EXERCISE BRIEF: Rewrite the items starting with the line containing "wood panel wall." and going on through the end of the items, swapping "vertical" for "horizontal" and leaving everything else unchanged. Give only those lines.

PROVIDED MATERIAL:
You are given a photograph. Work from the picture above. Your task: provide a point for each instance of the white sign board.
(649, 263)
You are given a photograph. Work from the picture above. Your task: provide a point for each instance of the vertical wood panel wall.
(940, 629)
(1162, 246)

SOLUTION TO THE EXERCISE:
You are given a photograph. Work from the picture above. Your task: provide a point for each instance of the horizontal wood panel wall.
(940, 629)
(1162, 246)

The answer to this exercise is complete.